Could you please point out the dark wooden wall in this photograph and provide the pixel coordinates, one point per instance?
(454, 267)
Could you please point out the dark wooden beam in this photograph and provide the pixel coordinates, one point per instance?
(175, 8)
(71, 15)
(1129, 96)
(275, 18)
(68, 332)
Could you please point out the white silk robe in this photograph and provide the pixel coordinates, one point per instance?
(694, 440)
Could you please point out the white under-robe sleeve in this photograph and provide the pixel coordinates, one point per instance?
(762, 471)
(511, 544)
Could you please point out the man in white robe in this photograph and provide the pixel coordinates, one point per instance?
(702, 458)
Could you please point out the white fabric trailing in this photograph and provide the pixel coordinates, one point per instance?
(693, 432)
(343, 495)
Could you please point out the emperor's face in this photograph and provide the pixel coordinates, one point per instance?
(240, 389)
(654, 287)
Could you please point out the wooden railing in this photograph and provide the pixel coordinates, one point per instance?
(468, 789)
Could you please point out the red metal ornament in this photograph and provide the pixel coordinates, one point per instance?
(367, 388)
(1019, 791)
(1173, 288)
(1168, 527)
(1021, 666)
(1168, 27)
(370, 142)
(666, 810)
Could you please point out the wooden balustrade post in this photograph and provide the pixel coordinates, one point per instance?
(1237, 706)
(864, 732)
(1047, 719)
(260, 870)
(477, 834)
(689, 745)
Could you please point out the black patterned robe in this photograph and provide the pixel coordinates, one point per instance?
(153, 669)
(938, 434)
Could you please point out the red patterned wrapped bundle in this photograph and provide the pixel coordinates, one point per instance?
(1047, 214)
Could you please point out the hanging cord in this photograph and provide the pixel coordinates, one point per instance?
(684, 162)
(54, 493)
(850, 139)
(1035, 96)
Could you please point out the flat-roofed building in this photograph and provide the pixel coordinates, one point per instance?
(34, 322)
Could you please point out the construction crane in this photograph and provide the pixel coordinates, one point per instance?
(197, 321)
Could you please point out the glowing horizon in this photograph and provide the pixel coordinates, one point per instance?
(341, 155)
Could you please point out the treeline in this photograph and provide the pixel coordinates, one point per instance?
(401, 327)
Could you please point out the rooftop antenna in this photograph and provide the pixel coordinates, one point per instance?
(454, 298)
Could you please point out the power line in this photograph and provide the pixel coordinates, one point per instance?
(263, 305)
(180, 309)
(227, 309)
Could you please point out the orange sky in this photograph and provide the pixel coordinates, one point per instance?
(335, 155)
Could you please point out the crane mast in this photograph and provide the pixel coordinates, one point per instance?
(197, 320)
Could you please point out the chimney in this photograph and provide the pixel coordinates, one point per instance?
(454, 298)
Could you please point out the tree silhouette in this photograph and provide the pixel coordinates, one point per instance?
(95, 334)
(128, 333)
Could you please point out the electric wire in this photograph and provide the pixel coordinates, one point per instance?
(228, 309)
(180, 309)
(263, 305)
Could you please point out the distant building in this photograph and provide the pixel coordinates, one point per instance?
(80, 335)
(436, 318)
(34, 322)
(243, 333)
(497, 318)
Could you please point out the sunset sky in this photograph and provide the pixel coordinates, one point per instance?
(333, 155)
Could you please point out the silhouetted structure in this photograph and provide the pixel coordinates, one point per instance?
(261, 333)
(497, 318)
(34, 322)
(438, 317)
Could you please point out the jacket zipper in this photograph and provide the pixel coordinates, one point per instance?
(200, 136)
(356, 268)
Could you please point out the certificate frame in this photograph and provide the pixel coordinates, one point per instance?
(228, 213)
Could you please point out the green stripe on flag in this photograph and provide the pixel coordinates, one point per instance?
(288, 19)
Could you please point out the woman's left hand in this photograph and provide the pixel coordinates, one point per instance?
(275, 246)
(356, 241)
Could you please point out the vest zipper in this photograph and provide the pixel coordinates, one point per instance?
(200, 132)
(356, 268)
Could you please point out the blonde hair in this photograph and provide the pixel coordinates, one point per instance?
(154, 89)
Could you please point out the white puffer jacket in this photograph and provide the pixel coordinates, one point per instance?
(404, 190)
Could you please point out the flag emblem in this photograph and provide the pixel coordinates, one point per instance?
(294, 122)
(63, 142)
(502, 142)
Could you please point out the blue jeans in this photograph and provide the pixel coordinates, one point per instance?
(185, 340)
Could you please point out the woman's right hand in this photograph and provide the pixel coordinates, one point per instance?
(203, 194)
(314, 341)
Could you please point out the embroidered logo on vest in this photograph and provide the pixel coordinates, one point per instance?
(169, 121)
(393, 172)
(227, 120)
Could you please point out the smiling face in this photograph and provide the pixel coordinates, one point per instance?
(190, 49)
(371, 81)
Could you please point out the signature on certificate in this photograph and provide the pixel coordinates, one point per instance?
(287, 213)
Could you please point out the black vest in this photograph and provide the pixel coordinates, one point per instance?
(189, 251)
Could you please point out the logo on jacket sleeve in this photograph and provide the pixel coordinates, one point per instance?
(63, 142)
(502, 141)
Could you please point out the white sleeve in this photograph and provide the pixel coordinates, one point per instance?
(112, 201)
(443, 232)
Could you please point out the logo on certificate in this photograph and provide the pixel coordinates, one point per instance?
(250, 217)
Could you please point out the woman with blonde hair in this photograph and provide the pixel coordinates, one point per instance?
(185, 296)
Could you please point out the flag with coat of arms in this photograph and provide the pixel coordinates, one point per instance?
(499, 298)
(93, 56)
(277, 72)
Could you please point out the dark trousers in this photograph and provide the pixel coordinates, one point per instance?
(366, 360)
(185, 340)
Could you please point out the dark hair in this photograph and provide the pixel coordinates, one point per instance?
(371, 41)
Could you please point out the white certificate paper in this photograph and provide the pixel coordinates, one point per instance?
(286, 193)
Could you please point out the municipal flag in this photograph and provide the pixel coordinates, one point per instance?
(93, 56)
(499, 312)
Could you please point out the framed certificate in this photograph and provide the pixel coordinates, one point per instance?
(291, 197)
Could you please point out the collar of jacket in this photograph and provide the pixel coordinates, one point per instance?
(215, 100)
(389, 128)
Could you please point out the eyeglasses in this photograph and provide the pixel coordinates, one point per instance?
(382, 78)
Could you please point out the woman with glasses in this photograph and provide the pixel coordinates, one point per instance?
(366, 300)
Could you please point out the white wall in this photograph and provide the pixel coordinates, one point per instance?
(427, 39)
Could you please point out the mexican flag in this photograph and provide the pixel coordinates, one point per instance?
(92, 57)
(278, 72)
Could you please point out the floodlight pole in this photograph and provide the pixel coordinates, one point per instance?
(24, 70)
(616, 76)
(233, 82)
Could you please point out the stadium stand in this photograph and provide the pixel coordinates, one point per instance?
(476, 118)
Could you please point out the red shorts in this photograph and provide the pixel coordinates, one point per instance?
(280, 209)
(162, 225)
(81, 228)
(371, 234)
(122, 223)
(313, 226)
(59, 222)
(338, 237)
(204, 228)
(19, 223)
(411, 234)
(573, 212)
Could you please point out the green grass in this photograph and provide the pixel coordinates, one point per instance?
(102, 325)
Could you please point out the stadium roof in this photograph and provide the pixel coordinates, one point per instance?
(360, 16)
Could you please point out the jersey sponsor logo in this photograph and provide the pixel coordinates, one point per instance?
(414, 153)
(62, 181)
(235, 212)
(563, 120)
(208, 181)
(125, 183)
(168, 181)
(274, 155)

BRIEF: Return, word for word, every line from the line with "Could you please point out the red shorts" to the final line of the data.

REPLY TO THE TASK:
Could you please point out the red shorts in this photograph and provide the pixel coordinates, one point per instance?
(280, 209)
(162, 225)
(81, 228)
(371, 234)
(122, 223)
(313, 226)
(59, 222)
(338, 237)
(204, 228)
(19, 223)
(411, 234)
(573, 212)
Could you please point out the green grass in this photograph and provide the pixel coordinates, one point per instance?
(102, 325)
Could you please point out the stadium roof in this photograph and provide the pixel coordinates, one point per instance?
(360, 16)
Could you please point out the jersey sponsor logo in this photograph and provide the pixel coordinates, one point per instance?
(414, 153)
(62, 181)
(235, 212)
(563, 120)
(208, 181)
(125, 183)
(168, 181)
(274, 155)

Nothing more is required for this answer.